Estratto del documento

<<<<

Di lì all’esordio in Prima Squadra, avvenuto nel maggio scorso, in occasione della gara di Coppa Italia con la Reggiana, di tempo ne passa quanto basta per far sì che il Nostro accumuli presenze nella Nazionale «juniores» e si segnali a Vycpalek per una eventuale candidatura a rincalzo di valore, se non di esperienza. Juve-Reggiana, molti lo ricorderanno certamente, finisce in parità, uno a uno, è la vigilia dell’ultima giornata di Campionato, quella che darà ai bianconeri il quindicesimo scudetto: segna, massì, Maggiora, con stangata dal limite che manda in visibilio la folla di amici accorsi a vedere Domenico al grande appuntamento del debutto.

>>>>

Elementi per l'identificazione della posizione
<<<<

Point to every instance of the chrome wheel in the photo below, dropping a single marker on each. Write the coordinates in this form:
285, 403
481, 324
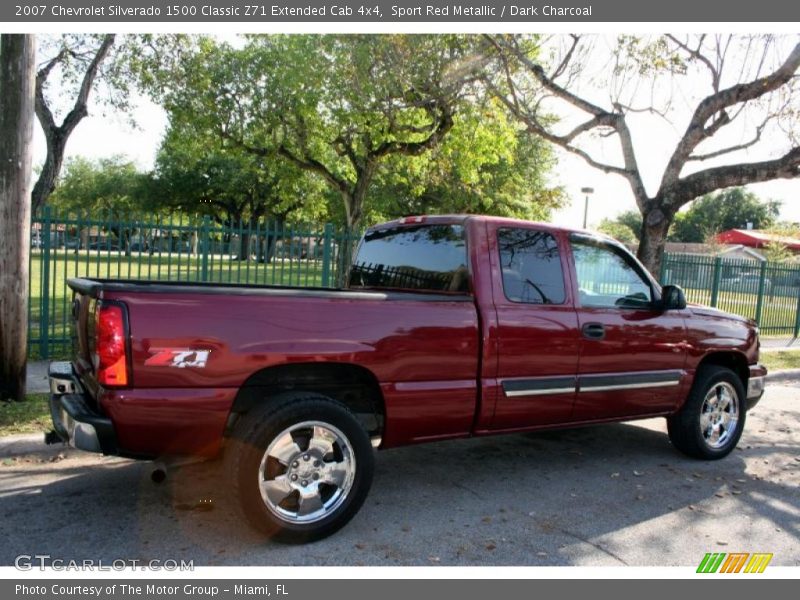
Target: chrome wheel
719, 414
307, 472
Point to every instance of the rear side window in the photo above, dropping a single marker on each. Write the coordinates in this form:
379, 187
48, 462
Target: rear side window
531, 266
431, 258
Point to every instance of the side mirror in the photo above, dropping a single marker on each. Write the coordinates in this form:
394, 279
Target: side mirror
672, 298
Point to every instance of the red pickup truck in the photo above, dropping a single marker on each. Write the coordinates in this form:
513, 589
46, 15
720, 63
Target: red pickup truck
451, 326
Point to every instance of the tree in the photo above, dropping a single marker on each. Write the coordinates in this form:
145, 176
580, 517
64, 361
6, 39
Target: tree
17, 68
618, 230
338, 107
199, 172
108, 184
76, 65
625, 227
81, 58
752, 81
486, 165
733, 208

>>>>

Cosa si chiede
1. Fra le righe di dati, restituisci come lista JSON di stringhe quelle comprese tra la riga che contiene "Point to every instance of the side" e la fine delle righe, estremi inclusi. Usa una stringa per ogni riga e tralascia quelle vuote.
2. Scrivi il seguito del brano sull'esordio di Maggiora con la Juve, a partire dal punto in cui si ferma.
Il brano e le righe non hanno alcun legame tra loro.

Risposte
1.
[
  "Point to every instance of the side mirror in the photo above, dropping a single marker on each. Write the coordinates in this form:",
  "394, 279",
  "Target: side mirror",
  "672, 298",
  "Point to every instance of the red pickup truck in the photo above, dropping a single marker on each. Write the coordinates in this form:",
  "513, 589",
  "46, 15",
  "720, 63",
  "Target: red pickup truck",
  "451, 326",
  "Point to every instance of the tree in the photo above, dropping a single marker on each. Write the coordinates in this form:",
  "145, 176",
  "580, 517",
  "64, 361",
  "6, 39",
  "Target: tree",
  "17, 68",
  "618, 230",
  "338, 107",
  "199, 172",
  "108, 184",
  "76, 65",
  "625, 227",
  "81, 58",
  "752, 81",
  "486, 165",
  "733, 208"
]

2.
Il resto è storia di oggi: Maggiora, da quest’anno, fa parte della «rosa» di prima squadra, e prima o poi un posto dovrebbe trovarlo. «Non c’è fretta, sarebbe assurdo se a diciannove anni ne avessi – dice – vorrei restare in bianconero per un anno o due ancora così, di rincalzo, nel “giro” dei titolari. E poi si vedrà se sarò migliorato da meritare il “salto” o se dovrò farmi le ossa altrove».
– Raccontaci quando hai cominciato a pensare al pallone. «Piuttosto tardi, direi; verso i quattordici anni, giocando in una squadretta di un Oratorio Salesiano. La Juve è venuta subito dopo».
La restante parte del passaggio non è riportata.